_What to do:_ Start at the beginning of the listing and stop after the line that contains "[483,337,1280,737]". Rewrite those lines with "pebble" switched to "rock" and everything else left unchanged.

__________________________________________________

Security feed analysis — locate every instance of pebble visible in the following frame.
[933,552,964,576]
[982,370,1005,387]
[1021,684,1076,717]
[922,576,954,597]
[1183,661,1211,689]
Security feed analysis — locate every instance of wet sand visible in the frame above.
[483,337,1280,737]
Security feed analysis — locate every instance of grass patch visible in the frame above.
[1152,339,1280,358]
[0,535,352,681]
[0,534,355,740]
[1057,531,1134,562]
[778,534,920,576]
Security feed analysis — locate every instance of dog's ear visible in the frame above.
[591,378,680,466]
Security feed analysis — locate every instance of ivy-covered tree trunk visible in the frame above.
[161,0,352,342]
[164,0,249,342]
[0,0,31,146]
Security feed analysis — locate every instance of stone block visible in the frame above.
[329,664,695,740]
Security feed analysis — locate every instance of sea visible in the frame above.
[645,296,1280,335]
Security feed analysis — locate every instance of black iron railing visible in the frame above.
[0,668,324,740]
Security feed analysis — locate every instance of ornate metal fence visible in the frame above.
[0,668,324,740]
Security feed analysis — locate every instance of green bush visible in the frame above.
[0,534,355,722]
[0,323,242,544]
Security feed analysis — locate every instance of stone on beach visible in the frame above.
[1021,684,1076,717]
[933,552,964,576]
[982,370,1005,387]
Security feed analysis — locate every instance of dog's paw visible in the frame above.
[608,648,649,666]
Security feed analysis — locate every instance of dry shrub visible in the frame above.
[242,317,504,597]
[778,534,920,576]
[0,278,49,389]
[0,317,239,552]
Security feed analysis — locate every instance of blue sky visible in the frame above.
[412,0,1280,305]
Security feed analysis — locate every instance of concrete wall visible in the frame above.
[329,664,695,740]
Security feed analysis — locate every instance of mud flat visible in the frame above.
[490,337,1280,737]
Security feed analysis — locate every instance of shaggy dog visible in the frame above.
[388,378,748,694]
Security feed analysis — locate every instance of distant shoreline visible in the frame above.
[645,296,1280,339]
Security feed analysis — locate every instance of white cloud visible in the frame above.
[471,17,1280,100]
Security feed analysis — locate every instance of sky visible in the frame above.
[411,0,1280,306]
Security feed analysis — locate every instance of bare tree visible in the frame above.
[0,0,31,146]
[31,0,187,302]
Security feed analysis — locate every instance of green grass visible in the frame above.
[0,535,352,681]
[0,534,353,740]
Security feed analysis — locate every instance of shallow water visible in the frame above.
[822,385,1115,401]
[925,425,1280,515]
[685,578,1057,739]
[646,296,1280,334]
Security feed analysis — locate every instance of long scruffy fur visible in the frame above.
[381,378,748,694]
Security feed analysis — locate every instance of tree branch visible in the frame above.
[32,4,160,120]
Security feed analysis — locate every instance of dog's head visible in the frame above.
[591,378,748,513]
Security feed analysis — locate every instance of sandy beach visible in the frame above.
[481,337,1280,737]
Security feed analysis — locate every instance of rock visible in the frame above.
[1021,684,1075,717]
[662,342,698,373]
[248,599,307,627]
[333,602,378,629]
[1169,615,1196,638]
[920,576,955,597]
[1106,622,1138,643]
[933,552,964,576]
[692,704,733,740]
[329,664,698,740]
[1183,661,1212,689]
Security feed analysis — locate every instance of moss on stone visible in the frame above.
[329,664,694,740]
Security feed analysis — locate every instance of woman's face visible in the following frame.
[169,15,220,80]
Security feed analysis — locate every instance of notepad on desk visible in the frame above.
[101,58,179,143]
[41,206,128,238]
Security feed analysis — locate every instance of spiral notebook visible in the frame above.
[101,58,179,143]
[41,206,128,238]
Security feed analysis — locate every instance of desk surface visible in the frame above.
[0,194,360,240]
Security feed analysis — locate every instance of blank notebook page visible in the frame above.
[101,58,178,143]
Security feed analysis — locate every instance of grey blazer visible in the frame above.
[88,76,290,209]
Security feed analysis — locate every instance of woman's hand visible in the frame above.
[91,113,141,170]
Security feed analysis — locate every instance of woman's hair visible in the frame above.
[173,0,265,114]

__________________________________________________

_Response below:_
Security feed analysis — locate every instance of rock visible in the following frame.
[933,552,964,576]
[982,370,1005,387]
[1021,684,1076,717]
[922,576,954,597]
[1183,661,1211,689]
Security feed analysis — locate every instance of wet sand visible in the frame above.
[483,337,1280,737]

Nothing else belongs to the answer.